Activity list ->
A – According to the smoking ban text, how many pubs in England had closed within a decade of the ban?
B – Duplicate the passage of the smoking ban text between "Many of you" and "University of Bath.", inclusive.

July 1, 2007, is a date many of us will never forget, even if we wanted to.
It was of course the first day of the smoking ban in England and this is how ASH continues to spin it:
#OnThisDay thirteen years ago, workers across England could do their jobs without breathing in other people's smoke. Bar workers’ health showed significant improvements following the introduction of smokefree legislation in England. (Bauld, 2011)
In fact, workers across England faced a hellishly uncertain future as the reality of the ban sunk in.
Forget, for a moment, the alleged improvement in the health of bar workers, data shows a significant increase in pub closures in the twelve months after the ban and we know the smoking ban was the principal cause because an identical thing happened in Ireland and Scotland following similar bans in 2004 and 2006 respectively.
Within a decade 10,500 pubs (almost 20 per cent of the pub estate in England in 2007) had closed with thousands of jobs lost, which must have done wonders for the physical and mental health of the thousands of bar staff who lost their jobs.
There were other factors during that time but as Rob Lyons explained in 2017 (Road To Ruin: The impact of the smoking ban on pubs and personal choice) the ban hit landlocked and inner city pubs in particular extremely hard.
As for improving the health of 'workers across England', this claim has always been hotly disputed. It's based on a report funded by the Department of Health and written by tobacco control advisor Linda Bauld.
Many of you will recognise Linda's name and face because she has rarely been off the air throughout the coronavirus crisis, but ten years ago relatively few people had heard of her.
According to the report (The Impact of Smokefree Legislation in England: Evidence Review):
Linda Bauld is Professor of Socio-Management at the University of Stirling and the UK Centre for Tobacco Control Studies. When this report was completed she was professor of Social Policy and Head of Department of Social Policy Sciences at the University of Bath.
What it didn't mention was that she was also senior advisor on tobacco control to the very government that introduced the smoking ban!
Three months after the review was published it provoked a strong response from Imperial Tobacco.
The Bauld truth is a well-written critique that pulls no punches and concludes that 'none of the claims about the impact of the smoking ban in England ... actually stand up to scrutiny.'
You can be the judge of that and I recommend anyone to read it, especially when ASH is still citing the Bauld review nine years later.

Data items:

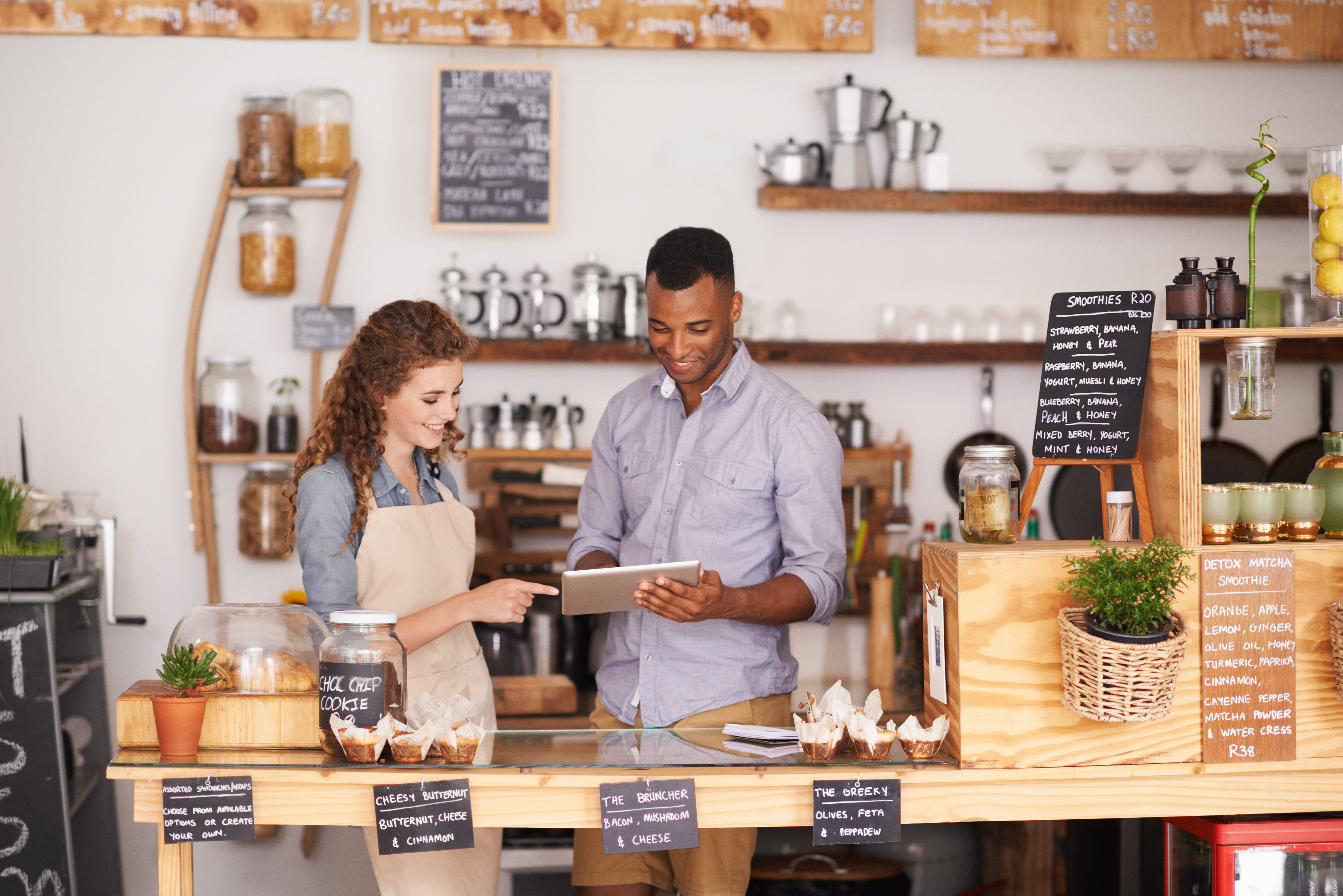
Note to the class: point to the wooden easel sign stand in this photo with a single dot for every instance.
(1091, 393)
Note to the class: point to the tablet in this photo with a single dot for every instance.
(611, 590)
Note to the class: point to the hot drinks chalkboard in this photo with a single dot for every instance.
(495, 148)
(1095, 374)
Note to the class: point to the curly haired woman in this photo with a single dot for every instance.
(379, 527)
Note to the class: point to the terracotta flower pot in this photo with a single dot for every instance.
(178, 722)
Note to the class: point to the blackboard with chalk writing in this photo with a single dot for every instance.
(1091, 387)
(493, 148)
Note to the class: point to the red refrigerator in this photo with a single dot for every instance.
(1255, 856)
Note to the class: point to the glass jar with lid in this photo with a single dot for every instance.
(266, 250)
(265, 141)
(228, 409)
(362, 672)
(321, 135)
(989, 495)
(260, 648)
(593, 304)
(264, 511)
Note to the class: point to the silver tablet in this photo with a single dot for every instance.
(611, 590)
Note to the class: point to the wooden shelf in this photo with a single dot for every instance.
(244, 458)
(1065, 203)
(772, 352)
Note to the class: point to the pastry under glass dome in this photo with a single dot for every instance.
(261, 648)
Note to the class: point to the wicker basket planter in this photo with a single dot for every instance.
(1110, 682)
(1337, 645)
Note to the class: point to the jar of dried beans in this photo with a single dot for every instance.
(362, 673)
(264, 511)
(321, 136)
(989, 495)
(228, 408)
(265, 141)
(266, 236)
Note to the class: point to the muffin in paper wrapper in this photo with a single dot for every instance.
(820, 741)
(871, 742)
(362, 746)
(460, 745)
(411, 746)
(919, 742)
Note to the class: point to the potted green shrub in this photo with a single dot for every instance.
(178, 718)
(1123, 647)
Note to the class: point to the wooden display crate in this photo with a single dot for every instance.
(1004, 664)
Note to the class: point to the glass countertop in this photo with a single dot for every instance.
(605, 749)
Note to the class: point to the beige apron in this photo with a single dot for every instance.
(410, 559)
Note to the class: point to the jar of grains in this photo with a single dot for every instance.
(989, 491)
(321, 139)
(266, 256)
(362, 673)
(265, 141)
(228, 406)
(264, 511)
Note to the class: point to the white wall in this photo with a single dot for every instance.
(113, 148)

Answer set ->
A – 10,500 pubs, almost 20 per cent of England's 2007 pub estate, had closed.

B –
Many of you will recognise Linda's name and face because she has rarely been off the air throughout the coronavirus crisis, but ten years ago relatively few people had heard of her.
According to the report (The Impact of Smokefree Legislation in England: Evidence Review):
Linda Bauld is Professor of Socio-Management at the University of Stirling and the UK Centre for Tobacco Control Studies. When this report was completed she was professor of Social Policy and Head of Department of Social Policy Sciences at the University of Bath.